_Prompt 1_:
According to the KGNET repository page, what is the RDF graph called in which KGNet collects metadata about trained models?

++++ Extract provided ++++

Skip to content
/ KGNET Public

A graph machine learning enabled engine (GML-Enabled)

Notifications You must be signed in to change notification settings

CoDS-GCS/KGNET

Folders and files

NameName
Last commit message
Last commit date

Latest commit

 
 
 
 
 
 
 
 
 
 
 
 
 
 
 
 
 
 
 
 
 
 
 
 
 
 
 
 
 
 
 
 
 
 
 
 
 
 
 
 
 
 
 
 
 
 
 
 
 
 
 
 
 
 
 
 
 
 
 
 
 
 
 
 
 
 
 
 
 
 
 
 
 
 
 
 
 

Repository files navigation

KGNET is to be published at ICDE-2023

KGNET - A GML-Enabled RDF Engine

kgnet_architecture

This vision paper proposes KGNet, an on-demand graph machine learning (GML) as a service on top of RDF engines to support GML-enabled SPARQL queries. KGNet automates the training of GML models on a KG by identifying a task-specific subgraph. This helps reduce the task-irrelevant KG structure and properties for better scalability and accuracy. While training a GML model on KG, KGNet collects metadata of trained models in the form of an RDF graph called KGMeta, which is interlinked with the relevant subgraphs in KG. Finally, all trained models are accessible via a SPARQL-like query. We call it a GML-enabled query and refer to it as SPARQLML. KGNet supports SPARQLML on top of existing RDF engines as an interface for querying and inferencing over KGs using GML models. The development of KGNet poses research opportunities in several areas, including meta-sampling for identifying task-specific subgraphs, GML pipeline automation with computational constraints, such as limited time and memory budget, and SPARQLML query optimization. KGNet supports different GML tasks, such as node classification, link prediction, and semantic entity matching. We evaluated KGNet using two real KGs of different application domains. Compared to training on the entire KG, KGNet significantly reduced training time and memory usage while maintaining comparable or improved accuracy. The KGNet source-code1 is available for further study

SPARQL-ML Demo Vedio

SPARQL-ML Demo
SAPRQL-ML Demo Colab notebook.

Installation

  • Clone the kgnet repo
  • Create kgnet Conda environment (Python 3.8) and install pip requirements.

++++ Supplied information ++++

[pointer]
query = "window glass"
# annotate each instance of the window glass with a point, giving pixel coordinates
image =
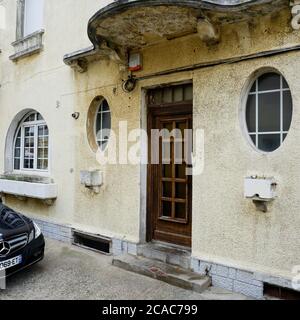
(103, 124)
(31, 144)
(269, 111)
(33, 16)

++++

_Prompt 2_:
Copy the records above line for line, omitting the picture.

_Exercise output 1_:
KGMeta

_Exercise output 2_:
[pointer]
query = "window glass"
# annotate each instance of the window glass with a point, giving pixel coordinates
image =
(103, 124)
(31, 144)
(269, 111)
(33, 16)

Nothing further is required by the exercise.